SOURCE MATERIAL:

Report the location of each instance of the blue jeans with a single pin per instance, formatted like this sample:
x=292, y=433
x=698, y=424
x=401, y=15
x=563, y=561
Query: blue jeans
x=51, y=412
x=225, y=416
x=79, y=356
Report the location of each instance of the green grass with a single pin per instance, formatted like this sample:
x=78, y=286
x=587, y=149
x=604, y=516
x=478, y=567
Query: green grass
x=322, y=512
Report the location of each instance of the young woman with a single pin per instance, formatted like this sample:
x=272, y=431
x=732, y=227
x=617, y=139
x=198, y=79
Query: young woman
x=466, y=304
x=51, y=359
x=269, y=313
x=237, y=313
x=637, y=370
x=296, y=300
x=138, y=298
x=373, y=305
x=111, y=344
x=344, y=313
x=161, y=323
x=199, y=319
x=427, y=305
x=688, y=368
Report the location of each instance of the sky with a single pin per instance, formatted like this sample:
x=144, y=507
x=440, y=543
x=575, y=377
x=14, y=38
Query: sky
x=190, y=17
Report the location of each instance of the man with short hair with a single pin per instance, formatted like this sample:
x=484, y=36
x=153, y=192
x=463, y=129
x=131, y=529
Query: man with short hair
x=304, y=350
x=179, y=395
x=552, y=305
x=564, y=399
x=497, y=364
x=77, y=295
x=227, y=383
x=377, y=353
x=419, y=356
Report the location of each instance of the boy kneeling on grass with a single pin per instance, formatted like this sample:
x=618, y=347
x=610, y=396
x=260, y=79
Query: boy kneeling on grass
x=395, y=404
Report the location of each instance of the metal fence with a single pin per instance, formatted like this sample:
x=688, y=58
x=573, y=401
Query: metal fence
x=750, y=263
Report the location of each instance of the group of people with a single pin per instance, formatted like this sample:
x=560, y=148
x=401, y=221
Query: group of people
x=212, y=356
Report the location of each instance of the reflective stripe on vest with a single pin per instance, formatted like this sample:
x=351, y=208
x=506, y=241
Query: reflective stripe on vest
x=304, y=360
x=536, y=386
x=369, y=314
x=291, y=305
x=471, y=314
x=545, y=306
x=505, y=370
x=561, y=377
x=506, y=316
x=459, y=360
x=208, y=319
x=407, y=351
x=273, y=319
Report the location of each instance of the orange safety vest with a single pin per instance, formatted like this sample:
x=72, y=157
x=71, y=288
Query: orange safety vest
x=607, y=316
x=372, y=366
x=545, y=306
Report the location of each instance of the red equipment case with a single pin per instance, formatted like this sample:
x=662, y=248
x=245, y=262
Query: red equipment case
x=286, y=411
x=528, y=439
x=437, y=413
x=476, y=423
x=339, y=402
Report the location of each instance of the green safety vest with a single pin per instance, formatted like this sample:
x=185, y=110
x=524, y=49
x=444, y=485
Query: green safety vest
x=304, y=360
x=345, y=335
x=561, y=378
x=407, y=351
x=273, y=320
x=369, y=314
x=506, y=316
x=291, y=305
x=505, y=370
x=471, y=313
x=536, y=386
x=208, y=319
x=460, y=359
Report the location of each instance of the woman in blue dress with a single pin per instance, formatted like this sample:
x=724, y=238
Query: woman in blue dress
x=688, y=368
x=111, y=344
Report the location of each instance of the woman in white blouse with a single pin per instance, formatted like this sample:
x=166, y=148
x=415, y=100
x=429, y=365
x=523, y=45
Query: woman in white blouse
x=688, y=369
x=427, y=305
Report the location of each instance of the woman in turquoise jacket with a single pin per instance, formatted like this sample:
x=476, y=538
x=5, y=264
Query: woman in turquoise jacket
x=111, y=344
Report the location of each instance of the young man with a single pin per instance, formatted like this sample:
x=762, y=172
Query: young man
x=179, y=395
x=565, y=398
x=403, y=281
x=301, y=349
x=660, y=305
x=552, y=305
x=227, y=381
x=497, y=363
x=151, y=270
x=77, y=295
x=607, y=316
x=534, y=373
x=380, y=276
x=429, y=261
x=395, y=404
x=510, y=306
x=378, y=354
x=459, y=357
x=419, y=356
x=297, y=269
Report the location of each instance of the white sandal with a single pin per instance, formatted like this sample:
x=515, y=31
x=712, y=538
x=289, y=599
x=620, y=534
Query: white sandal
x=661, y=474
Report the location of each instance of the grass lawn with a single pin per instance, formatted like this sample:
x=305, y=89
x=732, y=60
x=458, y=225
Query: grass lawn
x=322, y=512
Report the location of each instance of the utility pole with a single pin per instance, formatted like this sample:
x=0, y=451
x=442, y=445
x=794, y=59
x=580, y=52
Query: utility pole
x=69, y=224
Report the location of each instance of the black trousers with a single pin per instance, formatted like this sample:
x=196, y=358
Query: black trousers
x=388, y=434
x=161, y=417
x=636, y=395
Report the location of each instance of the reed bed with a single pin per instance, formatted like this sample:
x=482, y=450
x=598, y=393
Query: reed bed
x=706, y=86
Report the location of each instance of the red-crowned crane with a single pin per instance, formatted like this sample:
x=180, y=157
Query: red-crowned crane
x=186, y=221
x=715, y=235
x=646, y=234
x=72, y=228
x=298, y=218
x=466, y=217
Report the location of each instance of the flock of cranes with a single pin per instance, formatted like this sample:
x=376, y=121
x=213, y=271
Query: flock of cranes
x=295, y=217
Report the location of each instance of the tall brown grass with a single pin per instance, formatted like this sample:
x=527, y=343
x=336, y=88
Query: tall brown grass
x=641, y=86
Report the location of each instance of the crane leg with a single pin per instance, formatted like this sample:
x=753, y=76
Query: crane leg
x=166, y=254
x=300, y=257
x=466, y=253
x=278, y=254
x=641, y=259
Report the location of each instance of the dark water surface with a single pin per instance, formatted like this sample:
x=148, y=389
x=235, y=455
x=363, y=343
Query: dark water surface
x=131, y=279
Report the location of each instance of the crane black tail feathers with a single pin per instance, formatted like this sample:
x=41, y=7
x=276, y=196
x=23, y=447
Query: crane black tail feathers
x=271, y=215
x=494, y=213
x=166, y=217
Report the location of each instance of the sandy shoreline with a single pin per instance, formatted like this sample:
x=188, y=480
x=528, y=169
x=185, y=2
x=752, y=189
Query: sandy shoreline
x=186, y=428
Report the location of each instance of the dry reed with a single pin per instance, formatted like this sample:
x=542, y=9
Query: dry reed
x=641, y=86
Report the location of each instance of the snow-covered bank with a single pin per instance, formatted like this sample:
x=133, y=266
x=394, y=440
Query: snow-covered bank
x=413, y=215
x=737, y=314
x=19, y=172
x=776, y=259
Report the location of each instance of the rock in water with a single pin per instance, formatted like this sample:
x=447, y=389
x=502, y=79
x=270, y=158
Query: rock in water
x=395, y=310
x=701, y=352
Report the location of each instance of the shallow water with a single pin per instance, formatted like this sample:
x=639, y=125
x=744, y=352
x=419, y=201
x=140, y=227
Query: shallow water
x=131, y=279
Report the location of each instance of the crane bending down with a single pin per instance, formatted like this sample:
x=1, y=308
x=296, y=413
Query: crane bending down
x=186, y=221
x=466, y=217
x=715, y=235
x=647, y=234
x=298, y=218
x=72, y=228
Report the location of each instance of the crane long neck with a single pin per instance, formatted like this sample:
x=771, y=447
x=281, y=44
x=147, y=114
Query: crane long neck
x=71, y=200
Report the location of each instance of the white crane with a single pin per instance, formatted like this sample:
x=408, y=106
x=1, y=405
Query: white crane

EXERCISE DETAILS:
Print the material from the line with "Report the location of each instance of the black" to the line with "x=706, y=86" word for word, including both of those lines.

THE ANSWER:
Report the location of each instance of the black trousers with a single pin per instance, formatted like this sample:
x=196, y=358
Query: black trousers
x=388, y=434
x=161, y=417
x=636, y=395
Report the location of each instance of the reed bed with a single pin per instance, formatted like this sample:
x=482, y=450
x=598, y=393
Query: reed bed
x=706, y=86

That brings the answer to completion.